## Objective
Turn every line of the records below into a numbered list, skipping any blank lines. Leave the pictures out of your answer.

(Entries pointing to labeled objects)
^^^^

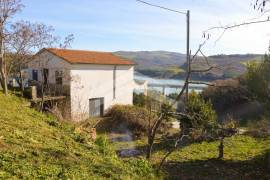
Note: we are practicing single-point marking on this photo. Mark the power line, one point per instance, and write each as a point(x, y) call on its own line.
point(161, 7)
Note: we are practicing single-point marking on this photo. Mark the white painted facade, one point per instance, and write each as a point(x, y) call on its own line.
point(88, 81)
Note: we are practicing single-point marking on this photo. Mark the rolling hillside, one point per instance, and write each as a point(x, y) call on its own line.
point(34, 146)
point(164, 64)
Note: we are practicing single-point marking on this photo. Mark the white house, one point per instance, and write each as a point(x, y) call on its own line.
point(94, 81)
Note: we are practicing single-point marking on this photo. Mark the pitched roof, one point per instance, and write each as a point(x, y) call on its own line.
point(89, 57)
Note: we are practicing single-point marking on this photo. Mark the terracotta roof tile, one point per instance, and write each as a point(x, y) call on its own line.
point(89, 57)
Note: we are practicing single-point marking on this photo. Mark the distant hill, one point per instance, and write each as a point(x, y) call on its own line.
point(164, 64)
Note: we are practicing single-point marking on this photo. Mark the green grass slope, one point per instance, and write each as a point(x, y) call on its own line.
point(33, 145)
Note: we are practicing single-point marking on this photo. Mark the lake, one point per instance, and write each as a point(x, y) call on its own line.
point(152, 82)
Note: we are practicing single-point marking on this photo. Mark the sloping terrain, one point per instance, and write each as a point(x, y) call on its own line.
point(164, 64)
point(33, 146)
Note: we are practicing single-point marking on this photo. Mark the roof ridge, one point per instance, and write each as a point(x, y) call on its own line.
point(89, 57)
point(62, 49)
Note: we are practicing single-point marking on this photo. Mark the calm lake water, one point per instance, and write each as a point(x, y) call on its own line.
point(167, 82)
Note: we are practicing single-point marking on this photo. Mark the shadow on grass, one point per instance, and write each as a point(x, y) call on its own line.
point(256, 168)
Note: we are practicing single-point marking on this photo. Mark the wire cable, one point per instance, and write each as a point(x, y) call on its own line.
point(161, 7)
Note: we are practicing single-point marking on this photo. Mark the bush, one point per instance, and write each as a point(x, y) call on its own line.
point(136, 118)
point(259, 128)
point(227, 93)
point(258, 79)
point(139, 100)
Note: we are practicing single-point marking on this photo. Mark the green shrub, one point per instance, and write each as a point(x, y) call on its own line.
point(139, 100)
point(227, 93)
point(136, 118)
point(202, 119)
point(258, 79)
point(259, 128)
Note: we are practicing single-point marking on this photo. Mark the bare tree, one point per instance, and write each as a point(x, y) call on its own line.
point(25, 38)
point(8, 8)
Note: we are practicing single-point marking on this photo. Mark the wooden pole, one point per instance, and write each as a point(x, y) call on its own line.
point(188, 53)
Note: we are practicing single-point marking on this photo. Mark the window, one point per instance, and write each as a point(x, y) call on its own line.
point(59, 77)
point(35, 75)
point(96, 107)
point(45, 76)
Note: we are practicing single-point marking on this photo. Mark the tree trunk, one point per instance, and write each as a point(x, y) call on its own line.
point(221, 149)
point(21, 81)
point(3, 71)
point(3, 76)
point(150, 146)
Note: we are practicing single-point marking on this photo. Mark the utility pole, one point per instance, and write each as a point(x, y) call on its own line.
point(188, 52)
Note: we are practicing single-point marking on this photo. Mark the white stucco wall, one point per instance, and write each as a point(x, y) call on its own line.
point(87, 81)
point(96, 81)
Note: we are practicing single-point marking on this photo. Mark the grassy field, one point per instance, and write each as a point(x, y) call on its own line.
point(33, 145)
point(245, 157)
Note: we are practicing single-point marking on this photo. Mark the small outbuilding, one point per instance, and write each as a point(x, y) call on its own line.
point(93, 81)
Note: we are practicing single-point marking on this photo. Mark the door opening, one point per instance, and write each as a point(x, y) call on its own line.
point(96, 107)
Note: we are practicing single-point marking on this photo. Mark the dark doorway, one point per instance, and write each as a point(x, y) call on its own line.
point(35, 75)
point(96, 107)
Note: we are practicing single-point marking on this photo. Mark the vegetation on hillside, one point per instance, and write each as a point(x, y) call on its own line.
point(33, 145)
point(174, 64)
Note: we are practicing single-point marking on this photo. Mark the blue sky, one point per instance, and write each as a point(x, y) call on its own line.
point(112, 25)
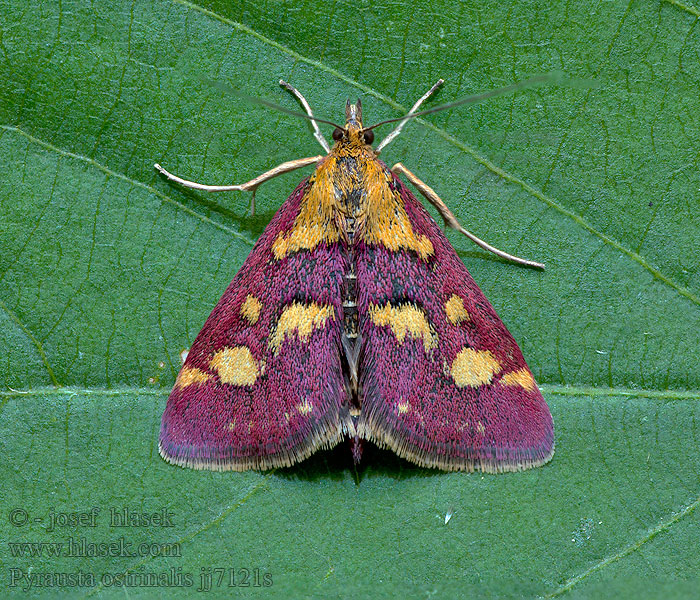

^^^^

## Response to this task
1. Note: we are practicing single-point marking on this photo. Mark the power line, one point per instance, and write each as a point(x, y) call on its own line.
2. point(161, 7)
3. Note: we are practicing single-point marking on this photo. Mark the white painted facade, one point per instance, and write each as a point(x, y) call on its own line.
4. point(88, 81)
5. Note: we are practicing single-point marking on this photo. Mark the rolling hillside, one point per instance, and write each as a point(x, y) call on its own line.
6. point(34, 146)
7. point(164, 64)
8. Note: we are practicing single-point marking on this photo. Mark the white house, one point per instance, and write each as a point(x, y) call on its own line.
9. point(94, 81)
10. Note: we are practicing single-point marking on this photo. Mark the pitched roof, one point per instance, and write each as a point(x, y) call on its own line.
11. point(89, 57)
12. Note: we are practicing single-point marking on this photo. Mark the terracotta roof tile, one point per instance, and write each as a point(x, y) call on its own line.
13. point(89, 57)
14. Note: we are practicing single-point marking on this photo. Mark the distant hill, one point per instance, and write each as a point(x, y) call on its own line.
15. point(164, 64)
16. Note: we are practicing single-point marking on this photo. Mark the green grass slope, one point per instance, and write each as a point(x, y) call on its own line.
17. point(33, 145)
18. Note: we are practicing single-point marking on this photo. Mark the lake, one point per instance, and write each as a point(x, y) call on its own line.
19. point(152, 82)
20. Note: we are practicing single-point marking on this photo. Mark the sloping terrain, one point per instance, and write each as a point(x, y) call on its own line.
21. point(164, 64)
22. point(33, 146)
23. Note: we are practicing single-point marking on this photo. Mark the roof ridge, one point per instance, and write each as a point(x, y) call on its own line.
24. point(89, 57)
25. point(62, 49)
26. Note: we are practicing single-point marking on this photo. Mark the calm lake water, one point per instance, and write each as a point(x, y) call on its own line.
27. point(167, 82)
28. Note: we are practicing single-point marking on this photo. Mark the shadow on grass, one point per instance, and write each as a point(x, y) call on its own line.
29. point(256, 168)
30. Note: we are practicing single-point marking on this photo. Mark the wire cable, one point per instance, and write each as a point(x, y) call on its own line.
31. point(161, 7)
32. Note: we are practicing single-point marking on this photo. Mark the bush, one point per instance, and write each as a point(x, y) call on its own line.
33. point(136, 118)
34. point(259, 128)
35. point(227, 93)
36. point(258, 79)
37. point(139, 100)
38. Note: we are practicing single-point marking on this photo. Mark the green shrub, one point per instance, and write each as a point(x, y) call on its own line.
39. point(139, 100)
40. point(227, 93)
41. point(136, 118)
42. point(202, 119)
43. point(258, 79)
44. point(259, 128)
45. Note: we are practicing single-point marking on this photo. Mark the bare tree, one point per instance, and write each as a point(x, y) call on its own line.
46. point(25, 38)
47. point(8, 8)
48. Note: we are practicing single-point marking on this photo. Mark the wooden pole, one point per instance, and write each as a point(x, y) call on its own line.
49. point(188, 53)
50. Note: we are practicing single-point marking on this photo. Mark the window, one point per instance, and write each as a point(x, y) call on its own line.
51. point(59, 77)
52. point(35, 75)
53. point(96, 107)
54. point(45, 76)
55. Note: we are practicing single-point marking on this photo. Mark the tree trunk, one point per instance, and write each as a point(x, y) call on its own line.
56. point(221, 149)
57. point(21, 81)
58. point(3, 71)
59. point(3, 76)
60. point(150, 146)
61. Note: we are practicing single-point marking on this photo. Mark the utility pole, one point per instance, and write each as a point(x, y) call on its own line.
62. point(188, 52)
63. Note: we are practicing single-point marking on this photo. Mark the white stucco wall, one point per instance, and write each as a point(x, y) call on its own line.
64. point(87, 81)
65. point(96, 81)
66. Note: we are practicing single-point marking on this photo. Mark the grassy field, one point per instance, and write each as a point(x, y) call on its own line.
67. point(33, 145)
68. point(245, 157)
69. Note: we are practicing single-point marking on this photo. Mark the small outbuilding, one point per instance, and write each as a point(x, y) call on its own line.
70. point(93, 81)
71. Note: we are practicing single-point marking on this photo. Mark the door opening, one point per instance, and write each as a point(x, y) call on its own line.
72. point(96, 107)
73. Note: we are practicing single-point marking on this photo. Mark the dark doorway, one point per instance, and write each as a point(x, y) call on its own line.
74. point(35, 75)
75. point(96, 107)
76. Note: we are practicing single-point marking on this photo. Mark the vegetation on hillside, one point per instance, and write each as a point(x, y) call on its own line.
77. point(33, 145)
78. point(174, 64)
79. Note: we are practicing single-point marking on this photo. Mark the blue sky, one point per instance, and write each as a point(x, y) call on its own line.
80. point(112, 25)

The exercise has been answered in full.